--- Texte de lecture ---

C’est en analysant ce qui se passe sur la scène mauritanienne de Paris que l’idée d’écrire cet article nous est venue à l’esprit.
En observant et en écoutant de nombreux Mauritaniens, nous nous sommes rendu compte de la faiblesse de la place qu’occupe la réflexion dans leur espace. L’émotionnel, le subjectif sont au cœur des rencontres, des comportements et des pensées, des relations. Ainsi, les passions polluent toutes les tentatives de construction sereine. Ce qui est désespérant est que, même ceux qui sont supposés constituer l’élite d’aujourd’hui et de demain n’y échappent pas.
En de nombreux lieux et circonstances, au sein des espaces mauritaniens, ce ne sont ni les valeurs, ni les idées qui comptent, mais la personne qui parle, les appartenances ethnique, sociale, les relations, parfois, traficotées, négociées dans l’obscurité de l'opaque nuit des esprits malfaisants, du diable qui ruine et envenimine. Par conséquent, ce ne sont ni le projet d’un futur meilleur, la justice, la paix qui sont au centre des préoccupations de la plupart des Mauritaniens mais l’expression de leur subjectif ego.
Nous pensons avoir une explication à ce comportement. La société mauritanienne est, traditionnellement, une société où le groupe a toujours pesé sur les individus. Ainsi, dans le subconscient des Mauritaniens, il y a cette tendance au rattachement au corps : je suis du côté de telle personne, j’appartiens donc à tel corps. Ce corps me permet de me sentir exister, d’être protégé, ainsi je peux rester l’idiot qui mange, protégé, à qui on fait semblant d’accorder une considération mais qui a renoncé à sa liberté.
En fait, accepter de penser, c’est prendre le risque de la solitude, de se tromper, de se perdre ; c’est aussi assumer sa liberté. Cette démarche fait peur à de nombreux Mauritaniens, habitués à leur dissolution dans le groupe. Ils préfèrent donc faire partie de tel ou tel autre troupeau, marqué au fer rouge de Puular, Toroodé, Boghééen, Oulad, tel, proche de tel, ainsi de suite, larguant aux oubliettes leur esprit qui leur a été donné pour être utilisé.
Une des conséquences très grave des pesanteurs sociales en Mauritanie est que des personnes instruites et parfois même très cultivées, ce qui ne se trouve pas en abondance dans ce pays, renoncent à leur conscience, leurs convictions intimes, de peur de ne pas être acceptées.
Dans une société où les gens marchent comme des hordes et n’ont pas appris à ouvrir leurs yeux et à utiliser leur esprit pour se déterminer en fonction de critères objectifs et de leur conscience, la vie collective ne peut être que d’un niveau médiocre. L’esprit critique est à la base de tout progrès.
Dans ce type de société où l’on pense, essentiellement, en fonction des appartenances figées par la naissance, de la stratification sociale moyenâgeuse, les relations interindividuelles et collectives sont parasitées par des éléments négatifs qui entrainent des injustices.

--- Extraits de données ---

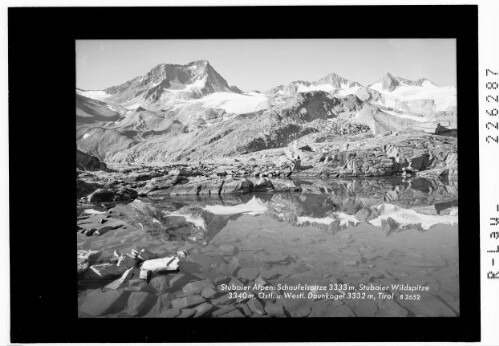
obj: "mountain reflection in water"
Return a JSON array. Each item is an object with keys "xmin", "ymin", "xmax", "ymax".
[{"xmin": 78, "ymin": 178, "xmax": 459, "ymax": 317}]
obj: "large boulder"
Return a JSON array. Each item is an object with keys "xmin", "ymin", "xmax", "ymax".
[
  {"xmin": 76, "ymin": 250, "xmax": 101, "ymax": 274},
  {"xmin": 76, "ymin": 149, "xmax": 107, "ymax": 171}
]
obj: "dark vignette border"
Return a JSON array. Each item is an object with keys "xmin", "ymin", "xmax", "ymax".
[{"xmin": 8, "ymin": 5, "xmax": 480, "ymax": 343}]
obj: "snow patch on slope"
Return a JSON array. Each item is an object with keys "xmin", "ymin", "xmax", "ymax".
[
  {"xmin": 193, "ymin": 92, "xmax": 269, "ymax": 114},
  {"xmin": 370, "ymin": 81, "xmax": 457, "ymax": 111},
  {"xmin": 76, "ymin": 89, "xmax": 111, "ymax": 101}
]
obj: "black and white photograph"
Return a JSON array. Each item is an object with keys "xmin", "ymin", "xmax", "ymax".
[
  {"xmin": 74, "ymin": 38, "xmax": 463, "ymax": 319},
  {"xmin": 6, "ymin": 0, "xmax": 488, "ymax": 346}
]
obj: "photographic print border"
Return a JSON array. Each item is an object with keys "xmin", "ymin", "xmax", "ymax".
[{"xmin": 8, "ymin": 5, "xmax": 480, "ymax": 343}]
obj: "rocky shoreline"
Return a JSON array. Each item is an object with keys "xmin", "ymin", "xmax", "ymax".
[
  {"xmin": 77, "ymin": 130, "xmax": 457, "ymax": 203},
  {"xmin": 76, "ymin": 132, "xmax": 459, "ymax": 318}
]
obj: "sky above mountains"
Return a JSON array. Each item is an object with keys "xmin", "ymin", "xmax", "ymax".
[{"xmin": 76, "ymin": 39, "xmax": 456, "ymax": 91}]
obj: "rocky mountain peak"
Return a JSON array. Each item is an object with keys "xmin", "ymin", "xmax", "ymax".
[
  {"xmin": 381, "ymin": 72, "xmax": 400, "ymax": 91},
  {"xmin": 104, "ymin": 60, "xmax": 236, "ymax": 102},
  {"xmin": 312, "ymin": 72, "xmax": 352, "ymax": 88}
]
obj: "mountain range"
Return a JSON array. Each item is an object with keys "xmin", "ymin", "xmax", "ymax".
[{"xmin": 76, "ymin": 60, "xmax": 457, "ymax": 163}]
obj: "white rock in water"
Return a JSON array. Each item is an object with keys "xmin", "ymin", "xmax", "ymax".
[
  {"xmin": 87, "ymin": 263, "xmax": 126, "ymax": 279},
  {"xmin": 140, "ymin": 257, "xmax": 179, "ymax": 273},
  {"xmin": 138, "ymin": 249, "xmax": 158, "ymax": 261},
  {"xmin": 118, "ymin": 253, "xmax": 137, "ymax": 268},
  {"xmin": 106, "ymin": 268, "xmax": 134, "ymax": 290}
]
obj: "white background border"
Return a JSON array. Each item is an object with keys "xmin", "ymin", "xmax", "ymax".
[{"xmin": 0, "ymin": 0, "xmax": 499, "ymax": 346}]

---

Problèmes à résoudre
A: D’après le texte sur la société mauritanienne, qu’est-ce qui se trouve à la base de tout progrès ?
B: Recopiez le passage du texte sur la société mauritanienne qui va de « En observant et » à « n’y échappent pas. », ces deux extrémités comprises.
C: Écrivez la suite du texte sur la société mauritanienne, en reprenant juste après sa dernière phrase.

Les réponses
A: L’esprit critique est à la base de tout progrès.

B:
En observant et en écoutant de nombreux Mauritaniens, nous nous sommes rendu compte de la faiblesse de la place qu’occupe la réflexion dans leur espace. L’émotionnel, le subjectif sont au cœur des rencontres, des comportements et des pensées, des relations. Ainsi, les passions polluent toutes les tentatives de construction sereine. Ce qui est désespérant est que, même ceux qui sont supposés constituer l’élite d’aujourd’hui et de demain n’y échappent pas.

C:
Sur le plan purement individuel, d’une part, des personnes ne sont pas reconnues pour leurs qualités, leur travail, leur mérite, leur intégrité. Cela peut faire naître chez de nombreux individus une frustration, une révolte ou une perte de confiance. D’autre part, des êtres ayant peu de mérite sont valorisés.
Nous donnons un exemple simple pour nous faire comprendre. Dans de nombreuses situations, les personnes issues de la féodalité négro-africaine auront le droit d’avoir des positons qu’elles ne doivent normalement pas occuper alors que celles issues des basses couches, quels que soient leur mérite et compétences, ne peuvent accéder à certaines fonctions (mairie de village, par exemple). Ce même problème se retrouve aussi au sein des associations villageoises en France. Nombreuses parmi elles sont celles où ce qui compte n’est pas ce que la personne propose, mais qui le propose. Dans ce contexte, on aura tendance à plus tenir compte des propos d’un Camara ou d’un Kane, issu des familles dirigeantes, quel que soit son degré d’intelligence, que d’un Traoré, Diarra, Coulibaly ou Barry, issu des familles d’esclaves.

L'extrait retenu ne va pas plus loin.